→ 任务说明 A
列出原文中 PyOS_setsig() 函数体内调用的全部函数。
→ 任务说明 B
修改原文中以“函数,所以在 Windows 平台上,Python”开始、以“Windows 下的 signal()”结束的部分，将其中的“Linux 内核”换成“Linux 系统”后完整写出。

→ 原文段落
───

Python 信号处理在不同平台上的差异
在前文《为何 Windows 下无法用 Ctrl+C 终止 Python 进程》中,虽然解释了产生该现象的原因,但却没有解释为何同样的代码在 Linux 下就可以用 Ctrl+C 来中止。究其原因,是由于在操作系统层面,Linux 和 Windows 对 SIGINT 的信号处理方式不同所导致的。
Python 的底层实现原理
Python 将操作系统或 C 标准库提供的信号处理器称作 Low-level signal handler,Python 内建的 signal 模块在其基础上进行了封装。在 Python/pylifecycle.c 文件中找到 PyOS_setsig()
函数:
c/*
* All of the code in this function must only use async-signal-safe functions,
* listed at `man 7 signal` or
* http://www.opengroup.org/onlinepubs/009695399/functions/xsh_chap02_04.html.
*/
PyOS_sighandler_t
PyOS_setsig(int sig, PyOS_sighandler_t handler)
{
#ifdef HAVE_SIGACTION
/* Some code in Modules/signalmodule.c depends on sigaction() being
* used here if HAVE_SIGACTION is defined. Fix that if this code
* changes to invalidate that assumption.
*/
struct sigaction context, ocontext;
context.sa_handler = handler;
sigemptyset(&context.sa_mask);
/* Using SA_ONSTACK is friendlier to other C/C++/Golang-VM code that
* extension module or embedding code may use where tiny thread stacks
* are used. https://bugs.python.org/issue43390 */
context.sa_flags = SA_ONSTACK;
if (sigaction(sig, &context, &ocontext) == -1)
return SIG_ERR;
return ocontext.sa_handler;
#else
PyOS_sighandler_t oldhandler;
oldhandler = signal(sig, handler);
#ifdef HAVE_SIGINTERRUPT
siginterrupt(sig, 1);
#endif
return oldhandler;
#endif
}
如果编译时定义了 HAVE_SIGACTION
宏,则调用 POSIX 标准的 sigaction()
函数注册信号处理器,否则使用 ANSI C 标准库的 signal()
函数。由于 Windows 下的 <signal.h>
没有提供 sigaction()
函数,所以在 Windows 平台上,Python 使用 signal()
函数来注册信号处理器;而 Linux 内核兼容 POSIX 标准,所以在 Linux 平台上,Python 使用 sigaction()
函数。关于 Python 信号处理的进一步封装代码可以在 Modules/signalmodule.c 文件内找到。
Windows 下的实现原理
先来看 Windows 下的 signal()
函数是如何实现的。如果安装了 Windows SDK,则可以在本地路径 C:\Program Files (x86)\Windows Kits\10\Source\10.0.22621.0\ucrt\misc\signal.cpp
(此处以版本 10.0.22621 为例,不同版本安装路径不同)找到实现代码:
c++extern "C" __crt_signal_handler_t __cdecl signal(int signum, __crt_signal_handler_t sigact)
{
// Check for signal actions that are supported on other platforms but not on
// this one, and make sure the action is not SIG_DIE:
if (is_unsupported_signal(signum, sigact))

───

→ 所给资料
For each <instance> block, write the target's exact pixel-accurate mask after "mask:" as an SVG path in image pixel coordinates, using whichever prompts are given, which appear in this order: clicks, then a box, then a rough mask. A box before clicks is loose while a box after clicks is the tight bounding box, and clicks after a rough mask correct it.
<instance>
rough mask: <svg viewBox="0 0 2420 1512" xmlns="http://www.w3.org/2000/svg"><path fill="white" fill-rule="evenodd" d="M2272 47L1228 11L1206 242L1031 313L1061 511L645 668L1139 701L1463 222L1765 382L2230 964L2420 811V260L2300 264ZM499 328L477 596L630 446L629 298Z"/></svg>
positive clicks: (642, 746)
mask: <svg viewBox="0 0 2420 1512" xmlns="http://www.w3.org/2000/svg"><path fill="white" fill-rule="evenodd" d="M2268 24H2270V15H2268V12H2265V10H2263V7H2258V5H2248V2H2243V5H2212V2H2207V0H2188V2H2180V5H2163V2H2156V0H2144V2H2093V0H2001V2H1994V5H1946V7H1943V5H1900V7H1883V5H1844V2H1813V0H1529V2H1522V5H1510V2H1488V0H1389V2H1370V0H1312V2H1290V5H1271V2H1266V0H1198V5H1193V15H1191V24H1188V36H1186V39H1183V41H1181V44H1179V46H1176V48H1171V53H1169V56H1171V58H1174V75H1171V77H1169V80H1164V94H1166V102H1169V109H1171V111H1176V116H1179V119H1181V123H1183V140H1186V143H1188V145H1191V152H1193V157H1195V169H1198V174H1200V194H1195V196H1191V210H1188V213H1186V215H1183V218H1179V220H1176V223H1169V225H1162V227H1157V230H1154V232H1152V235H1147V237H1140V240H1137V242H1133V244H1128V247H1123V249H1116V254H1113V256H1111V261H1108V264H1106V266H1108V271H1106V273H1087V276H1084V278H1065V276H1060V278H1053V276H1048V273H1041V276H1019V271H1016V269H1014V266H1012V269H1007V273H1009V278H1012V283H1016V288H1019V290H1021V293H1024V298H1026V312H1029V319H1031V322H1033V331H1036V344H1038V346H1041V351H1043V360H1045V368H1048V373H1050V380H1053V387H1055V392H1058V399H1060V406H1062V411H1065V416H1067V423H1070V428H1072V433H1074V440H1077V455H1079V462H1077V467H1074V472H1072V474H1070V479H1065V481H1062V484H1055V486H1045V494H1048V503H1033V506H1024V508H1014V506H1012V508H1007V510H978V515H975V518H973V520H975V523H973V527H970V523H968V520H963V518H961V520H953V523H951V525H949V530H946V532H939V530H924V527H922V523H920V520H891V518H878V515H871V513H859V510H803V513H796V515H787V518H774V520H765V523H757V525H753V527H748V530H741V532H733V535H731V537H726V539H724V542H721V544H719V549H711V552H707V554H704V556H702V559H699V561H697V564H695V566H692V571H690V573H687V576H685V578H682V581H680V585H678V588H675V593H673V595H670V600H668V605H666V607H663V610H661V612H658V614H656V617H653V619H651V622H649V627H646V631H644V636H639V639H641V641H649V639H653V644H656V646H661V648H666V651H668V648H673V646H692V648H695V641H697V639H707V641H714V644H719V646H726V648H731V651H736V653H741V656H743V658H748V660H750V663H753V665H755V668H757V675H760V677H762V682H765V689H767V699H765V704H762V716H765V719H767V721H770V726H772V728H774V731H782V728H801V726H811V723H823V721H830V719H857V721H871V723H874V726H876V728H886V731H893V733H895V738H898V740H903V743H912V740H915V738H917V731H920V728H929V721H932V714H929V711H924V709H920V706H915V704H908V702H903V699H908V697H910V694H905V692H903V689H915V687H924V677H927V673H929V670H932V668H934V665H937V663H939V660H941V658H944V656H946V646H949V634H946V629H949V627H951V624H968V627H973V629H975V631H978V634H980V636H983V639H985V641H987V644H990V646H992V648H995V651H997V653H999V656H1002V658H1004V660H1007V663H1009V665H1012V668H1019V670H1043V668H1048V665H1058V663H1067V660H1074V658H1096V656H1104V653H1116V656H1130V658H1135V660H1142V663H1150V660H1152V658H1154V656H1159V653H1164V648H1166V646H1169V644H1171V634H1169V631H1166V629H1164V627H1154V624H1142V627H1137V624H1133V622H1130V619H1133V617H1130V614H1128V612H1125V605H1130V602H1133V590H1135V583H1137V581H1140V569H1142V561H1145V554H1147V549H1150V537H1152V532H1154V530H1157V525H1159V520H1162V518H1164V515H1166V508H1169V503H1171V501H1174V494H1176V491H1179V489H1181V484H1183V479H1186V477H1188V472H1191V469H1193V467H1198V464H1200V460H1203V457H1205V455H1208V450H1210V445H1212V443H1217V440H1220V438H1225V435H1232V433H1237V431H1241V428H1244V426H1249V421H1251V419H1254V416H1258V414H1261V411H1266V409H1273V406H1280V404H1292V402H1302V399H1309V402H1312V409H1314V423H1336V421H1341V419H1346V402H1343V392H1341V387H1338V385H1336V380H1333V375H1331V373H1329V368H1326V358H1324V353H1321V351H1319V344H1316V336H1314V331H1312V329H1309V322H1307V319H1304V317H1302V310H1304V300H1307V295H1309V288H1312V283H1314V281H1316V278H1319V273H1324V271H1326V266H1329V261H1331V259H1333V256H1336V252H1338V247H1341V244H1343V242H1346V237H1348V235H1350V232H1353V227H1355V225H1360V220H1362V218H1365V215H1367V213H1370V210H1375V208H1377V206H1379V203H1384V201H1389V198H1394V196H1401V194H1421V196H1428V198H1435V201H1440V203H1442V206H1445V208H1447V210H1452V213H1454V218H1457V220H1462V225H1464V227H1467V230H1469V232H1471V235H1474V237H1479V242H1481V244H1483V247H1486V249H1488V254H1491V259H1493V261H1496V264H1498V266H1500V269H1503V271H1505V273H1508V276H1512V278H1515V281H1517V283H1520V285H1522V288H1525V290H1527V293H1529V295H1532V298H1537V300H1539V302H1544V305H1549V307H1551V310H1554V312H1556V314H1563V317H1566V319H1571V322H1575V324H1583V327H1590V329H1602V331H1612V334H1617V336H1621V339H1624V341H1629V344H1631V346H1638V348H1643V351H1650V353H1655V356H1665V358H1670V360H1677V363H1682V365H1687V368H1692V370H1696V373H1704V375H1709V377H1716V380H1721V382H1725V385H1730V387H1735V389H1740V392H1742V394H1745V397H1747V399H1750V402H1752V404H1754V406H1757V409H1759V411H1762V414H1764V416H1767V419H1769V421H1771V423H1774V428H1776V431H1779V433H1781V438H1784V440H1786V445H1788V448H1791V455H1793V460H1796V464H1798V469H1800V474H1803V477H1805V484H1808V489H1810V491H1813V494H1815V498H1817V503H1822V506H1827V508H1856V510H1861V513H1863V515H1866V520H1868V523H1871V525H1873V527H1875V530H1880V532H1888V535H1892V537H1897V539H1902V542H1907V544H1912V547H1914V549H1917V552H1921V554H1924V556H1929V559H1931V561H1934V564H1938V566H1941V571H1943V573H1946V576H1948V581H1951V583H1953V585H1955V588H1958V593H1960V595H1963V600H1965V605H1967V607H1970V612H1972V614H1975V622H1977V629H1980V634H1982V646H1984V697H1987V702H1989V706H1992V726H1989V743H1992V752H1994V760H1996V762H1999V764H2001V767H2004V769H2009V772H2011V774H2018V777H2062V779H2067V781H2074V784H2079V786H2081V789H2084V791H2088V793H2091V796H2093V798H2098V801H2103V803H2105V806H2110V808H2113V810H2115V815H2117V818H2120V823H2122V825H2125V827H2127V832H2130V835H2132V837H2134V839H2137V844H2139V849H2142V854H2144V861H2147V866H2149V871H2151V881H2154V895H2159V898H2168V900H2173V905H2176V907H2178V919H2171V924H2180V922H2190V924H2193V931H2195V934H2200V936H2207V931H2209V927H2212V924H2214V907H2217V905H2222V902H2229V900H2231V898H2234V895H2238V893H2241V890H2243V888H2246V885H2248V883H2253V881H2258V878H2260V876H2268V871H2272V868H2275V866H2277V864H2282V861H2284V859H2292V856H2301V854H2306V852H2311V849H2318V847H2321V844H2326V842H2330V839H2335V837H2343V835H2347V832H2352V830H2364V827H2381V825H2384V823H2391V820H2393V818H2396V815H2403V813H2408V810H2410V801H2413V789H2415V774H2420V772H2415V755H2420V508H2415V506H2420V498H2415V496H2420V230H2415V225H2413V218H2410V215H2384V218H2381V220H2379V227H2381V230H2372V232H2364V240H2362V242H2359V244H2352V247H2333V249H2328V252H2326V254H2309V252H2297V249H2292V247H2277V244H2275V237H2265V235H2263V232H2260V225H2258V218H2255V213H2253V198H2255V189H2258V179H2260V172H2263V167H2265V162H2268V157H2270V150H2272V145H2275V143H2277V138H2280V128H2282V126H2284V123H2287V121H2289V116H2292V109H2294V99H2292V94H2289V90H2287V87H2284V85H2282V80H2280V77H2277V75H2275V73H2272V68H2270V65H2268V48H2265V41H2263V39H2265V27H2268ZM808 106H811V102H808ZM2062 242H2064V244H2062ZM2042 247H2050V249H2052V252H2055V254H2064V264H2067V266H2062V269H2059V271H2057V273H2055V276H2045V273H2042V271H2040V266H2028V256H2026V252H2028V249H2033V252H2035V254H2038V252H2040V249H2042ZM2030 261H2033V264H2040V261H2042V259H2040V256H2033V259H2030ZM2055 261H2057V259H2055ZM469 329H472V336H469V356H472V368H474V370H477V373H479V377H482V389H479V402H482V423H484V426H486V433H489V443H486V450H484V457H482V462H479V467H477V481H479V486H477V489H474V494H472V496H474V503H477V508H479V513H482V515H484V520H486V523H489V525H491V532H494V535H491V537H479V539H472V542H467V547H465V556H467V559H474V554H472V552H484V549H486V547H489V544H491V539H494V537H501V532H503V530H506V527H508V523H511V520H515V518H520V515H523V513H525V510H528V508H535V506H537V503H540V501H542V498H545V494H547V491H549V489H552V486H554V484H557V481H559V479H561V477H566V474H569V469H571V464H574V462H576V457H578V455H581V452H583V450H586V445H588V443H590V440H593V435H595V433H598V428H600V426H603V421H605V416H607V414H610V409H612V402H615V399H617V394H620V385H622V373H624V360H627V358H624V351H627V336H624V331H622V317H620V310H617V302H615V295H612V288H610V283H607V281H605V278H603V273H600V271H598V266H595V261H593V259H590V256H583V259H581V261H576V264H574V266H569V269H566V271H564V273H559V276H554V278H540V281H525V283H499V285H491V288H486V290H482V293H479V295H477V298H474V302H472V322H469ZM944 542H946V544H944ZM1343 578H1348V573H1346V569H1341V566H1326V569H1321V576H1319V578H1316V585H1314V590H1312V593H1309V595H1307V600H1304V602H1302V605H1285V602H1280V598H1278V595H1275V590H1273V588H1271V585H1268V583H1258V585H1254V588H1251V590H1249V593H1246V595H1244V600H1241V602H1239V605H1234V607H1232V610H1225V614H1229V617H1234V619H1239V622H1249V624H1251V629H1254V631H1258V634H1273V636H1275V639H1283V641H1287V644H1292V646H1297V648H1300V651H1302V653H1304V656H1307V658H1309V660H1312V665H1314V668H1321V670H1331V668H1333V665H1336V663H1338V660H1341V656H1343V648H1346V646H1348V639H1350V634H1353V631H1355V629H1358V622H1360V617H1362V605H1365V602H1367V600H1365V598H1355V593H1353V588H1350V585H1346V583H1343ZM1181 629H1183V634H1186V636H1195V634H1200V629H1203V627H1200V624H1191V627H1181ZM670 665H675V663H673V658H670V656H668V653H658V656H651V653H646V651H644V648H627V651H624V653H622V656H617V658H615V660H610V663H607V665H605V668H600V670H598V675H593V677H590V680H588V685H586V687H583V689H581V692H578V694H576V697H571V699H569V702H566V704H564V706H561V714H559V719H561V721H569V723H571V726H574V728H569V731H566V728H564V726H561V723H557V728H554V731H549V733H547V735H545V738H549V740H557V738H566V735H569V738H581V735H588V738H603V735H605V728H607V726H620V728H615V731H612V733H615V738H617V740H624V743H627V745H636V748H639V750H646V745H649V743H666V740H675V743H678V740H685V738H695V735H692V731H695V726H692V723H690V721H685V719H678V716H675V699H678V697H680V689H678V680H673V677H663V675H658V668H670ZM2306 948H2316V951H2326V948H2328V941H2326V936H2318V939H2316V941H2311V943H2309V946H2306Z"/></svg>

───

→ 书面回答 A
sigemptyset()、sigaction()、signal()、siginterrupt()

→ 书面回答 B
函数,所以在 Windows 平台上,Python 使用 signal()
函数来注册信号处理器;而 Linux 系统兼容 POSIX 标准,所以在 Linux 平台上,Python 使用 sigaction()
函数。关于 Python 信号处理的进一步封装代码可以在 Modules/signalmodule.c 文件内找到。
Windows 下的实现原理
先来看 Windows 下的 signal()